**Trecho do documento**
::::::::
Em entrevista, o economista Ricardo Amorim fala do bom momento econômico e alerta para os desafios que comprometem a competitividade das empresas brasileiras.
 
Que a economia brasileira voa em céu de brigadeiro não é novidade. E na opinião do economista Ricardo Amorim, presidente da Ricam Consultoria, as coisas devem permanecer assim por um bom tempo. Na entrevista que você confere a seguir, ele explica o porquê.
 
Antes, um breve histórico: formado em economia pela Universidade de São Paulo (USP), pós-graduado em Administração e Finanças Internacionais pela ESSEC de Paris, Amorim atua no mercado financeiro desde 1992. Ele também é um dos comentaristas do programa Manhattan Connection, do canal Globo News, além de escrever para a revista Istoé e falar sobre economia na Rádio Eldorado.
 
 
Após o primeiro semestre do Governo Dilma, quais são as perspectivas para a economia brasileira?
::::::::
[Itens para identificar locais]
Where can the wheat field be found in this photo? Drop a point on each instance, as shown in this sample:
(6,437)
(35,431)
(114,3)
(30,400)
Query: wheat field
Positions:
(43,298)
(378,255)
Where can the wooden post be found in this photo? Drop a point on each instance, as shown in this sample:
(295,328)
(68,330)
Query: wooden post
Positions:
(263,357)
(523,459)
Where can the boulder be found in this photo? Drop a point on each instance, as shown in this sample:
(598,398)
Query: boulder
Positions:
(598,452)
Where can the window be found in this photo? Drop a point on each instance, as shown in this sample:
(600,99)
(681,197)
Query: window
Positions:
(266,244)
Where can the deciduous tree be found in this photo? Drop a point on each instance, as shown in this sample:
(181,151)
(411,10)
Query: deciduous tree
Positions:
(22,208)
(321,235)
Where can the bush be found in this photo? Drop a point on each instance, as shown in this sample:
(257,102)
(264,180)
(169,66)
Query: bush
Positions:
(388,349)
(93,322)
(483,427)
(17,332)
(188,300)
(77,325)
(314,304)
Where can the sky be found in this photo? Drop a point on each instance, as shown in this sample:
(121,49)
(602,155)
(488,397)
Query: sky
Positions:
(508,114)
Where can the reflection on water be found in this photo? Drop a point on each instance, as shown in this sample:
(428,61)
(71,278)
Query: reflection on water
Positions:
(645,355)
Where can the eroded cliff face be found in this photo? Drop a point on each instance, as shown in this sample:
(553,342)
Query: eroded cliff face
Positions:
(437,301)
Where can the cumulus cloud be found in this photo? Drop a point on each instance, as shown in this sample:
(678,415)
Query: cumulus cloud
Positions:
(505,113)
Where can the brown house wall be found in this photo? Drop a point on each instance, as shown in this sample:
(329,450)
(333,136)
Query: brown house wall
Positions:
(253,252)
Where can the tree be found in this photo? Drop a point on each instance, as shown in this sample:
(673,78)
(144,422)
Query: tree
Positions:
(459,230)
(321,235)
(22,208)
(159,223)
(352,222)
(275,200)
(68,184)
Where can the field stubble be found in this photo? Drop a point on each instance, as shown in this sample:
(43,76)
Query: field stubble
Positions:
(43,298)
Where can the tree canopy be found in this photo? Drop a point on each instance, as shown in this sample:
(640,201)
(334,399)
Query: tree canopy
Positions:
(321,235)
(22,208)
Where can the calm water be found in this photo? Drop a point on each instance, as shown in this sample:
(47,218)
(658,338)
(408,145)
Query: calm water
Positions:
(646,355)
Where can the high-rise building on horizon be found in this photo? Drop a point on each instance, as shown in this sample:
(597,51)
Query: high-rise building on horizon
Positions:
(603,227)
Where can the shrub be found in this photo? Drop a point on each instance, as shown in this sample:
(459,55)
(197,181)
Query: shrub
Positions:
::::::::
**Instrução 1**
Com base no trecho da entrevista com Ricardo Amorim, liste todos os programas, canais, revistas e rádios citados como veículos onde ele atua.
**Instrução 2**
Dê continuidade ao trecho da entrevista com Ricardo Amorim a partir da última pergunta, escrevendo a resposta do economista.

**Resposta 1**
- Manhattan Connection
- Globo News
- Istoé
- Rádio Eldorado

**Resposta 2**
A primeira coisa que precisamos fazer é despolitizar um pouco o tema, porque o que deve acontecer daqui para frente é muito mais em função do que já vinha sendo feito, e do que está acontecendo no mundo, do que realmente em função de políticas da nova presidente. A perspectiva para os próximos anos são muito favoráveis, mas isso não tem a ver, especificamente, com a eleição da Dilma. Tem a ver com o fato de que aconteceram algumas mudanças na economia mundial que favoreceram o Brasil. Entre as 30 maiores economias do mundo, o Brasil foi o terceiro país que mais cresceu em 2010, só perdendo para China e Índia.
 
Quais foram essas mudanças?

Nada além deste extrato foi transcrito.